* **Tasks and exercises**:
A. List every person named in the news report about the assault in Junwani village.
B. Reproduce a passage of the news report verbatim, beginning at the words "Among those who" and ending after the words "over the community.".

___ Extract provided ___

PALARI (RAIPUR): Before Palari police could rescue her,
Shivwati had been branded a tonahi (village witch),
dragged out of her house by her hair, beaten up in public,
tortured and even forced to consume human faeces.

No one in Junwani village, less than 10 km from Palari in
Chhattisgarh, came to her rescue as Shivwati lay motionless
for four hours because of broken bones. ‘‘She was just 15
minutes away from her death,’’ says Palari SHO G.D. Lehare.

Among those who helplessly watched were her father-in-law
Dharam Chand and two brothers-in-law. Women and children
locked themselves inside while her husband Vinod Nishad
ran from house to house in search of village kotwar
(chowkidar) Kalyan Dass. Approaching police was his
last resort.

Though it’s been a week to the incident and police have
already sent 13 accused, including eight women — all from
one family — to the jail, there is an uneasy calm in the
village. For Jiwan Lal, whose family (seven brothers) is
involved in the incident, wields considerable influence
over the community.

___ Dataset content ___

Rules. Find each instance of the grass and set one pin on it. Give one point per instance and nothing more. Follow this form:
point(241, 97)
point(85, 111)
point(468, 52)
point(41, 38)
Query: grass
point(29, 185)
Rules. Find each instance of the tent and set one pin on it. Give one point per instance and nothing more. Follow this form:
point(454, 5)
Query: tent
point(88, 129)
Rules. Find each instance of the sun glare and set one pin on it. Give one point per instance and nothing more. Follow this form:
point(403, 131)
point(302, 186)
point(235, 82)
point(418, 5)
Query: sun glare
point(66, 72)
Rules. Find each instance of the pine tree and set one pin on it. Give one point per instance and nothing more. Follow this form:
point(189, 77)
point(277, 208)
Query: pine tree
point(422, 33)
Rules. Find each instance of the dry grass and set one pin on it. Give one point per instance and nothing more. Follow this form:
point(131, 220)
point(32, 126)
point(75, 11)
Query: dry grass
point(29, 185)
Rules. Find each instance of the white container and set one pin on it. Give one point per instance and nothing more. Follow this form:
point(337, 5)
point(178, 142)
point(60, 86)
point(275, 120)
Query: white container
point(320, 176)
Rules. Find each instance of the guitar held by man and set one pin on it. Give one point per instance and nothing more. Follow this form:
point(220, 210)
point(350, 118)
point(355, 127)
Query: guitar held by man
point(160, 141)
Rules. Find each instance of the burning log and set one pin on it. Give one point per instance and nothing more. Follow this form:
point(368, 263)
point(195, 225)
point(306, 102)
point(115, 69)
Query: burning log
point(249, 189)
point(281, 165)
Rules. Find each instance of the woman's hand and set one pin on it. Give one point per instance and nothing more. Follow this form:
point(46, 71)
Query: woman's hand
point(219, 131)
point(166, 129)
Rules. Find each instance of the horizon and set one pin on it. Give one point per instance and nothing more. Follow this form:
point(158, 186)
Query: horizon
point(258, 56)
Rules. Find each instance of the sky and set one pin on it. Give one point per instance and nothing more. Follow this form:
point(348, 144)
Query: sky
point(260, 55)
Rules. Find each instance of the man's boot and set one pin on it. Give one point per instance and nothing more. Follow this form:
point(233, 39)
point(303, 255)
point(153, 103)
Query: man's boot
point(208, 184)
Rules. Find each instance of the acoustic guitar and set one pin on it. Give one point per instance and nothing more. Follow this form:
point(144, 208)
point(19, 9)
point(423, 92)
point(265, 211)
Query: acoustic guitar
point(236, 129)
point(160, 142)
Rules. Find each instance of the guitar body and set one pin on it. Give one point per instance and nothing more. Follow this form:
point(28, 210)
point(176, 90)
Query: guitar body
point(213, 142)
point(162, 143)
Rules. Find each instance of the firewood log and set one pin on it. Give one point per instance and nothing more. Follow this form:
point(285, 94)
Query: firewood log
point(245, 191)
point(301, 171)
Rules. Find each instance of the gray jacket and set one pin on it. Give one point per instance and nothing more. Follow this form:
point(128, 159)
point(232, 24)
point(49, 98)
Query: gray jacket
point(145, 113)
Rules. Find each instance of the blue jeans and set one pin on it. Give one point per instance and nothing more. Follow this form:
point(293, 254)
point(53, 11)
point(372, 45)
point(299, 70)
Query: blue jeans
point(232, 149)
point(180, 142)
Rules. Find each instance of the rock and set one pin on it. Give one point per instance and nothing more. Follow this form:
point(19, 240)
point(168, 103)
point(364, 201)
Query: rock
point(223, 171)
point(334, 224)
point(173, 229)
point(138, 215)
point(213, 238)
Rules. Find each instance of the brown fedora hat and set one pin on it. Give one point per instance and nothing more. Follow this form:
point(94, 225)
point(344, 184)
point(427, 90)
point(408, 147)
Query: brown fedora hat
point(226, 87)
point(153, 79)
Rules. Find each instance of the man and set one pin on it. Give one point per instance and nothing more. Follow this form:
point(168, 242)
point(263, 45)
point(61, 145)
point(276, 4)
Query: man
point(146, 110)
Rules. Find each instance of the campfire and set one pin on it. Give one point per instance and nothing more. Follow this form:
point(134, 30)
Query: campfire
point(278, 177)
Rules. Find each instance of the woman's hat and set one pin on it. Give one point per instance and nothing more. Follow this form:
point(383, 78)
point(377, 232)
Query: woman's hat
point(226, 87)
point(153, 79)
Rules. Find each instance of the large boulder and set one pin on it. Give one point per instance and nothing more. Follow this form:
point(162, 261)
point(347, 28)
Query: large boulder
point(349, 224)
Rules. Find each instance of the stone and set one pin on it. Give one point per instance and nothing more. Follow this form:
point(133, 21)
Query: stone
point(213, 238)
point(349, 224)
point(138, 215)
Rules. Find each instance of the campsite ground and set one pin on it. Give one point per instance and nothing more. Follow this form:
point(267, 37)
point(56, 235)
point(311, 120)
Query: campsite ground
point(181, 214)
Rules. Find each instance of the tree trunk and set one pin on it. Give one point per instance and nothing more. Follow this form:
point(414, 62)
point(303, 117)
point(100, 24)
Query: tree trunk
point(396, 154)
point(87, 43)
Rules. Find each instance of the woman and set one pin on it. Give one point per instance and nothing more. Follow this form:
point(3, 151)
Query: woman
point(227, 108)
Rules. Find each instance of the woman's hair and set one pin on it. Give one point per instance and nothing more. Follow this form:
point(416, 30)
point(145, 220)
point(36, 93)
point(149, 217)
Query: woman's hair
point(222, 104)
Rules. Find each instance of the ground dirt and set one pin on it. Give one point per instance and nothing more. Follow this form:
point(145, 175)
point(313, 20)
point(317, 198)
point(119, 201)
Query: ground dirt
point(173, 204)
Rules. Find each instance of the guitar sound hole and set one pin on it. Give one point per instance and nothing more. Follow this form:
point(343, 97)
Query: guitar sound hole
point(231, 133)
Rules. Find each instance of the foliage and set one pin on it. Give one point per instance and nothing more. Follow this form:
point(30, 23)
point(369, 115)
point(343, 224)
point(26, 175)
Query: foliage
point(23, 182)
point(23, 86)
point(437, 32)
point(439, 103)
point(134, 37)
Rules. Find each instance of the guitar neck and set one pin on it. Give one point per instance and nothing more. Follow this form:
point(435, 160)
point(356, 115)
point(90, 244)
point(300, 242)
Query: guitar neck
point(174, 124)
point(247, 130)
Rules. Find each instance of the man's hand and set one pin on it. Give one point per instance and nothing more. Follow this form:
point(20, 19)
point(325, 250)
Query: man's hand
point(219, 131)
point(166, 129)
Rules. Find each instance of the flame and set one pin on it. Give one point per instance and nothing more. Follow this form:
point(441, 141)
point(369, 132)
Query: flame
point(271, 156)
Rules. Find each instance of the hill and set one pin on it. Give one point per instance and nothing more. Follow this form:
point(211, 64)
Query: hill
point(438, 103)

___

* **Responses**:
A. Shivwati, G.D. Lehare, Dharam Chand, Vinod Nishad, Kalyan Dass, Jiwan Lal

B.
Among those who helplessly watched were her father-in-law
Dharam Chand and two brothers-in-law. Women and children
locked themselves inside while her husband Vinod Nishad
ran from house to house in search of village kotwar
(chowkidar) Kalyan Dass. Approaching police was his
last resort.

Though it’s been a week to the incident and police have
already sent 13 accused, including eight women — all from
one family — to the jail, there is an uneasy calm in the
village. For Jiwan Lal, whose family (seven brothers) is
involved in the incident, wields considerable influence
over the community.